* Exercise aim: The records below are to be copied word for word, with every picture left out.

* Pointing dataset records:
* * *

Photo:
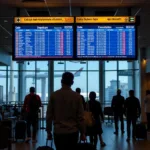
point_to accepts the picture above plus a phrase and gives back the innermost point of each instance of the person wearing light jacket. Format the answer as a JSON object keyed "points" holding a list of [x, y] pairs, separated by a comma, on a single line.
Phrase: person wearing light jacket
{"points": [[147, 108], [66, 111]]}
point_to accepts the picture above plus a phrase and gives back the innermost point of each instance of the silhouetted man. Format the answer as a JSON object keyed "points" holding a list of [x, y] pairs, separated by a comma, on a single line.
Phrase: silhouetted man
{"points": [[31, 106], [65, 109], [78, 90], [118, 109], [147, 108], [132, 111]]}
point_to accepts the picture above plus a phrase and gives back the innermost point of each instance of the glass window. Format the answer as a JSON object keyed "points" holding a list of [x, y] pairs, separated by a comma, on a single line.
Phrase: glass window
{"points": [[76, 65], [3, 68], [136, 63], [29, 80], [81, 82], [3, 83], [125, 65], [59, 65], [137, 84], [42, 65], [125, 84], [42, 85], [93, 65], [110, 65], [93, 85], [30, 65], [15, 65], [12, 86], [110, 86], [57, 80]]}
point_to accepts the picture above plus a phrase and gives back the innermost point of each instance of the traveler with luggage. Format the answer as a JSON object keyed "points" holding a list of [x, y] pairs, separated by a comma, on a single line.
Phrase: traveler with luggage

* * *

* Final result:
Photo:
point_to accepts the picture above plus a phrase and gives back the innermost point of each instance of the person wearing light jacket. Format the answer as a JSON object keyed "points" holding a list of [x, y] pairs, separated by a comma, on a single line.
Phrase: person wearing light jacket
{"points": [[147, 108], [66, 111]]}
point_to accepts the picture above plus a phrase and gives back the innermost point of each instance of the silhouetted man. Format the answer as a JSON object keyed "points" holding a list of [x, y] pairs, separated by a comma, on a single line.
Phrase: silhouetted man
{"points": [[31, 106], [65, 109], [78, 90], [118, 109], [147, 108], [132, 111]]}
point_to accepts the picture above plus a phrase and gives back the innermost point of each instance of the glass window. Format the answer as a JSON object keyed "points" holding a list of [x, y] pairs, separated by a comma, on a single line.
Phrase: glass window
{"points": [[76, 65], [3, 68], [136, 63], [29, 80], [81, 82], [3, 83], [125, 65], [59, 65], [137, 84], [42, 65], [125, 84], [42, 85], [93, 65], [110, 65], [93, 85], [30, 65], [15, 65], [12, 86], [110, 86], [57, 80]]}
point_to accepts the picture above plus a phrase and gives back the innermost point of each instance of the traveler with luggage. Format the answer as a JSON object keyed "points" holding a list of [x, y] pairs, separated by a comma, on a single line.
Phrase: traveler with luggage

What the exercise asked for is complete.